• _Aim of the task_: Could you give the records below again exactly as they stand?

• _Stored data_:
● ● ● ● ●

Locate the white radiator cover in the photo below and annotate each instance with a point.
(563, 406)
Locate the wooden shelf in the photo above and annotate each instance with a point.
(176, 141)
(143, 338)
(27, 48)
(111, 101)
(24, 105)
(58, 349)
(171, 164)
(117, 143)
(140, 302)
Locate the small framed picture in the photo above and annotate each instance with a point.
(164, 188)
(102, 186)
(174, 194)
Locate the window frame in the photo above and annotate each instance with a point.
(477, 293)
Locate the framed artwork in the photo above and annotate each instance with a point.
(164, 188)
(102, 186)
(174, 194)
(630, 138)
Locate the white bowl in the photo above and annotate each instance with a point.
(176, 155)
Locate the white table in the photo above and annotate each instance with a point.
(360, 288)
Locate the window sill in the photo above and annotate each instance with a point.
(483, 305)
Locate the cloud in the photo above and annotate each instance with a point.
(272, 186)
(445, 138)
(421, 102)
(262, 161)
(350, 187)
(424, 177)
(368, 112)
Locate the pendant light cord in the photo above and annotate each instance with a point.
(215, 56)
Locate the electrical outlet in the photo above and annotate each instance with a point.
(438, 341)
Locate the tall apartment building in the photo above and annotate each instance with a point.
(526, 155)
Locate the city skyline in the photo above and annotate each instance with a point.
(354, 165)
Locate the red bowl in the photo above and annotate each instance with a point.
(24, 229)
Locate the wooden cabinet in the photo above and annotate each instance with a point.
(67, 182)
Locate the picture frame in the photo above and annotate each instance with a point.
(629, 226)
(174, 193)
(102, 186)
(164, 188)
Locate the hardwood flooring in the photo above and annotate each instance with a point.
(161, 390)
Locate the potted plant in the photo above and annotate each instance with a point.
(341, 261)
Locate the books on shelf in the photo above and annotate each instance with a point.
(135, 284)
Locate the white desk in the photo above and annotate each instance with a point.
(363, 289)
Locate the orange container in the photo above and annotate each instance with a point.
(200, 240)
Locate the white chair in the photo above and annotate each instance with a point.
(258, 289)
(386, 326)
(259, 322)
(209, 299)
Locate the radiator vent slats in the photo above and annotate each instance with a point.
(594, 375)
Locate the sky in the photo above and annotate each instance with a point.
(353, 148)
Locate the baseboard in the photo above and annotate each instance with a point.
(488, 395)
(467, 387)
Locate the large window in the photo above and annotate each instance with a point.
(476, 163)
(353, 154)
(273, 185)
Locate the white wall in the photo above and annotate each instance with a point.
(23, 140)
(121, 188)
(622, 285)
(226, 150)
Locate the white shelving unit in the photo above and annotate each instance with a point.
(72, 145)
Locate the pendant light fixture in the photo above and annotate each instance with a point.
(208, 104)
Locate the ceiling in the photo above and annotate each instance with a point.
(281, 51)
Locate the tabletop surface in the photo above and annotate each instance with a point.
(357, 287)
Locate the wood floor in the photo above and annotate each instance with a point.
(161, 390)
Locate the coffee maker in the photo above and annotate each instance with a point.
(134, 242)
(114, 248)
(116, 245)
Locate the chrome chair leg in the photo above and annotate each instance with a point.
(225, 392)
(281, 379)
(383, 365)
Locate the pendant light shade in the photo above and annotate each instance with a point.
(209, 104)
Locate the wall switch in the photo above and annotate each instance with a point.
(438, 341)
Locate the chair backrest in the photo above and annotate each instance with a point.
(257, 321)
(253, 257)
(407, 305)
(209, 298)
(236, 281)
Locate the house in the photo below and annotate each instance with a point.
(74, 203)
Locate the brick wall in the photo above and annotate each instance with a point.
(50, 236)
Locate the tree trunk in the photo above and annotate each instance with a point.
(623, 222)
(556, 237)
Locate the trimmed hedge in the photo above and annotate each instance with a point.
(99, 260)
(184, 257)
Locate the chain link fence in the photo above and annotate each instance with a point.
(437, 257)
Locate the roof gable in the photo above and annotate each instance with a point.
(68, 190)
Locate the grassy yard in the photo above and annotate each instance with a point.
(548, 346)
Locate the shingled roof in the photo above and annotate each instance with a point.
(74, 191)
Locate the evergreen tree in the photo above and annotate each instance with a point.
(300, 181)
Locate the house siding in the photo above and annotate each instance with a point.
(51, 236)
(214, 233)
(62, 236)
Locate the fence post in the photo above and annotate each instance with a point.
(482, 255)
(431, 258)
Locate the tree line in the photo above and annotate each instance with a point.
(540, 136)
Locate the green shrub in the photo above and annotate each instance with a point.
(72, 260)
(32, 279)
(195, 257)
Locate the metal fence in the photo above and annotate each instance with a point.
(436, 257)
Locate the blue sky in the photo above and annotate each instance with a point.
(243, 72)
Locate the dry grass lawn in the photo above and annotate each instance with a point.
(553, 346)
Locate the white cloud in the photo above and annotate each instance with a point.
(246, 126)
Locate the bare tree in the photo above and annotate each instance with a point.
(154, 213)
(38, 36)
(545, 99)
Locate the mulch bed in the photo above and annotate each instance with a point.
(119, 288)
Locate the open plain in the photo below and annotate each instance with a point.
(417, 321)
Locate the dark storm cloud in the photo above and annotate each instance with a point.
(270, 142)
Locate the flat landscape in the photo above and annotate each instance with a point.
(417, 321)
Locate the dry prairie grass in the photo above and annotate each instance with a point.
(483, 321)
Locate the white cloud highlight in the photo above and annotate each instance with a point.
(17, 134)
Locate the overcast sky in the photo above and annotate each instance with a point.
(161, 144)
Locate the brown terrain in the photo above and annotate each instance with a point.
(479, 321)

● ● ● ● ●

• _Answer box_:
Locate the white radiator cover in the photo below and annotate each instance with a point.
(563, 406)
Locate the wooden shelf in the photo above and annotate each instance with a point.
(176, 141)
(143, 338)
(27, 48)
(111, 101)
(24, 105)
(58, 349)
(171, 164)
(117, 143)
(140, 302)
Locate the small framed picture in the photo above and annotate each instance with a point.
(164, 188)
(102, 186)
(174, 194)
Locate the window frame in the photo above and annotate each instance with a point.
(477, 293)
Locate the framed artwork in the photo above and annotate each instance with a point.
(164, 188)
(102, 186)
(174, 194)
(630, 138)
Locate the white bowl in the photo above and annotate each instance with a point.
(176, 155)
Locate the white table in the photo above and annotate each instance with a point.
(360, 288)
Locate the window sill in the photo above and annotate each instance with a point.
(483, 305)
Locate the cloud in the photo above and annotate each instance with a point.
(272, 186)
(445, 138)
(421, 102)
(262, 161)
(350, 187)
(424, 177)
(368, 112)
Locate the pendant light cord in the photo above and annotate each instance with a point.
(215, 56)
Locate the electrical outlet in the photo above and annotate each instance with a point.
(438, 341)
Locate the tall apartment building in the photo above and annotate each instance with a point.
(526, 155)
Locate the city skyline in the photo above and annotate each instance with a point.
(354, 165)
Locate the red bowl in the photo above and annotate each instance with a point.
(24, 229)
Locate the wooden cabinet in the photo above and annotate each instance with a point.
(67, 182)
Locate the picture frame in the photo above and annotate each instance with a point.
(629, 226)
(174, 193)
(102, 186)
(164, 188)
Locate the hardwood flooring in the photo above and annotate each instance with a point.
(161, 390)
Locate the potted plant in the photo above and annotate each instance with a point.
(341, 261)
Locate the books on shelf in the photo above and annotate each instance with a point.
(135, 284)
Locate the white desk in the photo above and annotate each instance with a point.
(363, 289)
Locate the orange container in the photo above and annotate each instance with a point.
(200, 240)
Locate the white chair in the photo above and annotate each instance with a point.
(258, 289)
(386, 326)
(259, 322)
(209, 299)
Locate the radiator vent slats in the photo above and annotate each instance with a point.
(594, 375)
Locate the sky in the photo above and annotate each instance with a point.
(353, 148)
Locate the baseboard in the photo above and annotate each instance with a point.
(488, 395)
(467, 387)
Locate the large window in the photo above and annotate each instance with a point.
(476, 163)
(353, 154)
(273, 185)
Locate the white wall in the photo above and annotate each instance with a point.
(23, 140)
(121, 188)
(622, 285)
(226, 150)
Locate the white shelving unit in the photo above and annotate each instance with a point.
(72, 145)
Locate the pendant light fixture in the photo above and annotate each instance with a point.
(208, 104)
Locate the ceiling in the photo above and annotate each instance with a point.
(281, 51)
Locate the tabletop surface in the photo above and annotate each instance with a point.
(357, 287)
Locate the wood floor in the photo above and annotate each instance with a point.
(161, 390)
Locate the coffee maker in the photo above and annotate each instance with a point.
(134, 242)
(114, 248)
(116, 245)
Locate the chrome chair leg in the photo above and annotate each instance with a point.
(225, 392)
(281, 379)
(383, 365)
Locate the pendant light shade in the photo above and annotate each instance with a point.
(209, 104)
Locate the wall switch in the photo above and annotate each instance with a point.
(438, 341)
Locate the chair backrest in the photo above and annotate each instance with a point.
(257, 321)
(253, 257)
(407, 305)
(209, 298)
(236, 281)
Locate the house in the photo below and annotate each instance with a point.
(74, 203)
Locate the brick wall in the photo above and annotate each instance with a point.
(50, 236)
Locate the tree trunk in the photo above and annotate each instance with a point.
(623, 222)
(556, 237)
Locate the trimmed hedge in the photo above and annotate each instance with a point.
(99, 260)
(184, 257)
Locate the chain link fence in the photo above and annotate each instance with a point.
(437, 257)
Locate the roof gable in the photo above and annotate each instance with a point.
(68, 190)
Locate the grassy yard in the photo above and annotate each instance with a point.
(548, 346)
Locate the shingled roof in the photo above and annotate each instance with a point.
(74, 191)
Locate the evergreen tree in the photo above and annotate each instance with a point.
(300, 181)
Locate the house siding in the photo above and annotate each instance with a point.
(51, 236)
(214, 233)
(62, 236)
Locate the fence post in the photo above and annotate each instance with a point.
(482, 255)
(431, 258)
Locate the tree line in the photo above and annotate each instance with a point.
(540, 136)
Locate the green shrub in the photo above and annotate each instance with a point.
(72, 260)
(32, 279)
(195, 257)
Locate the metal fence in the photo above and annotate each instance with a point.
(436, 257)
Locate the blue sky in the photo above and annotate each instance with a point.
(243, 72)
Locate the dry grass lawn in the photo above and annotate each instance with a point.
(553, 346)
Locate the white cloud in the photo above and annotate each instance with a point.
(246, 126)
Locate the bare tree in the photo above and annotate each instance with a point.
(154, 213)
(38, 36)
(545, 99)
Locate the mulch bed in the photo above and annotate each instance with a point.
(119, 288)
Locate the open plain in the photo below and annotate each instance with a point.
(417, 321)
Locate the dark storm cloud in the photo above and annotate each instance with a point.
(270, 142)
Locate the flat landscape in the photo above and annotate each instance with a point.
(417, 321)
Locate the dry prairie grass in the photo above and annotate each instance with a point.
(483, 321)
Locate the white cloud highlight in the photo above and annotate each instance with a point.
(17, 134)
Locate the overcast sky in the photo above and annotate each instance with a point.
(161, 144)
Locate the brown terrain in the photo above and annotate each instance with a point.
(479, 321)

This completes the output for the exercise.